• [Activity] The required output is the lines below from the line containing "of the beige" to the line containing "of the asphalt", inclusive, retyped exactly. No other lines belong in it.
[[ Task inputs, beginning ]]
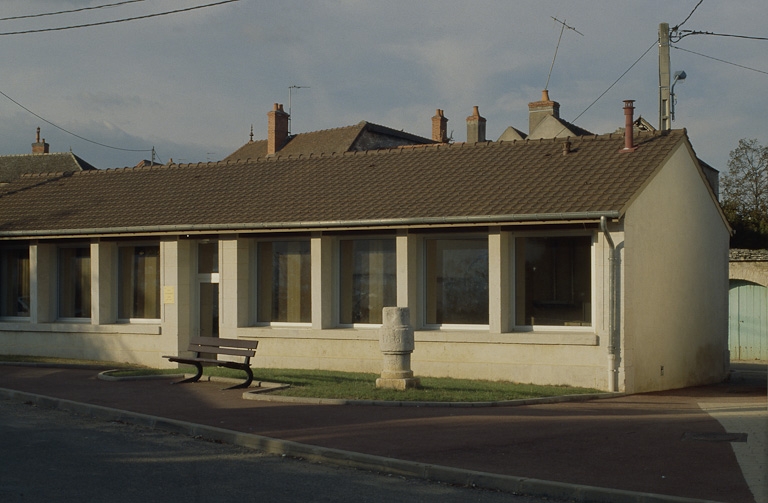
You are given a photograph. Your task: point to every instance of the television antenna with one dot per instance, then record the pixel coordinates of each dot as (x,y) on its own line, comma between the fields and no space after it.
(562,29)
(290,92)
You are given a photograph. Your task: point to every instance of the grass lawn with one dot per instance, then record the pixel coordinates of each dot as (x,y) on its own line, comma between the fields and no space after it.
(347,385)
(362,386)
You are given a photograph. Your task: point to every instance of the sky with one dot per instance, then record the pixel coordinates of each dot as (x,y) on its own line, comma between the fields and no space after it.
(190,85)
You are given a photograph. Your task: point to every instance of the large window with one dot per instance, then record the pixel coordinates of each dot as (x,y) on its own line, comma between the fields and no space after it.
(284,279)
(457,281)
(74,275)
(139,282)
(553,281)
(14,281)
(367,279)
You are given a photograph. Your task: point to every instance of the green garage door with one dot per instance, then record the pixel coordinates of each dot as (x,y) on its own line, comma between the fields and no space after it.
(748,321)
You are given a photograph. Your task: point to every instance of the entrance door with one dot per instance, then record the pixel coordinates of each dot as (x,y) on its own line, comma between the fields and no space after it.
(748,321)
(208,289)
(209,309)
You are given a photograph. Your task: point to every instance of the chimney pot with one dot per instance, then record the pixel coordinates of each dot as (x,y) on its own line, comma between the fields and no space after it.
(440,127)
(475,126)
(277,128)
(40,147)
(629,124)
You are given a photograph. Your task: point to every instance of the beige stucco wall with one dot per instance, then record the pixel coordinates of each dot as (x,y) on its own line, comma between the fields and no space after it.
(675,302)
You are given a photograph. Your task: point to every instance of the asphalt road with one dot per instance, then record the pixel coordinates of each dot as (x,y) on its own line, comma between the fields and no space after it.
[[ Task inputs, end ]]
[[ Task inputs, beginning ]]
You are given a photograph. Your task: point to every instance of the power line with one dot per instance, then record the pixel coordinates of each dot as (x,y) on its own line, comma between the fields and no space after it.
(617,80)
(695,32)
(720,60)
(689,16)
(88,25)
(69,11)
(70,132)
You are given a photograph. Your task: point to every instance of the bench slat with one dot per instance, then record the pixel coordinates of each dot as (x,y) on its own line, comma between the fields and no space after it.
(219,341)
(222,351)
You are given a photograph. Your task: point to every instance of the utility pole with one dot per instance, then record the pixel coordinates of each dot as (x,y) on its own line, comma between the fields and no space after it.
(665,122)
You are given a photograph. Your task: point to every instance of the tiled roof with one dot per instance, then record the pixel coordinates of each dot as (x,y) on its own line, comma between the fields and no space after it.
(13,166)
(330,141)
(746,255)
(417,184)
[[ Task inputs, end ]]
• [Output for this exercise]
You are given a photograph. Your task: point to every instance of the beige stucco wall with one dot per instance, then record the pixel coordinates of each dot as (x,y) on its own line, comma between the fields and no space after it.
(675,302)
You are given a photograph. Your task: point to every instance of the asphalt road with one dot per instance, then record the pixel coordinates of each dot as (x,y) on its own line, comma between the fields and no space after it.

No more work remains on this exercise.